→ What to do:
Edit the rows below by changing "counter front" to "cabinet front" and keeping everything else the same. Omit the pictures from your answer.

→ Dataset excerpts on object pointing:
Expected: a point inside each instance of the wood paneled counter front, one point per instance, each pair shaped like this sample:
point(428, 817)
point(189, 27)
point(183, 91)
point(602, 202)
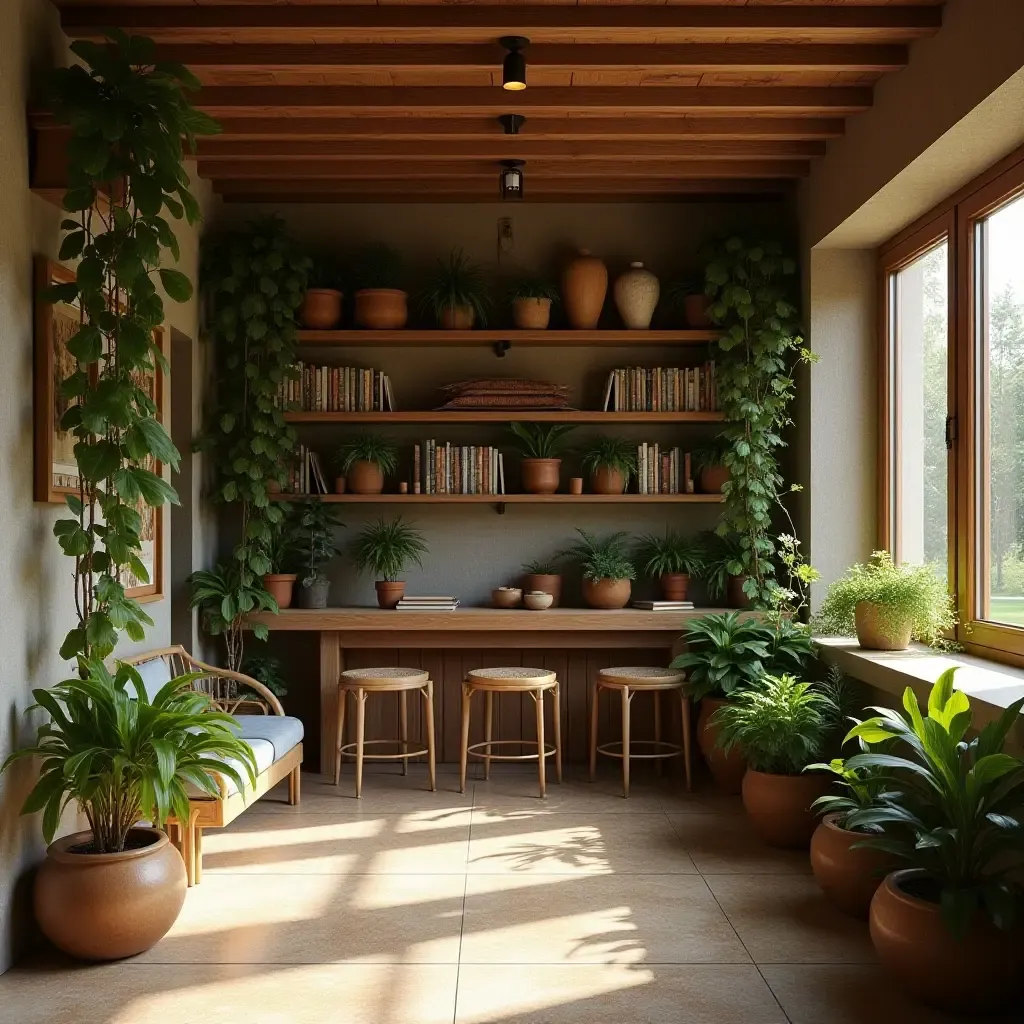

→ Task response:
Expected: a point inside each instance of the wood paneled cabinet front, one point per instance, each pair shaped like this sample:
point(428, 817)
point(189, 27)
point(183, 91)
point(602, 202)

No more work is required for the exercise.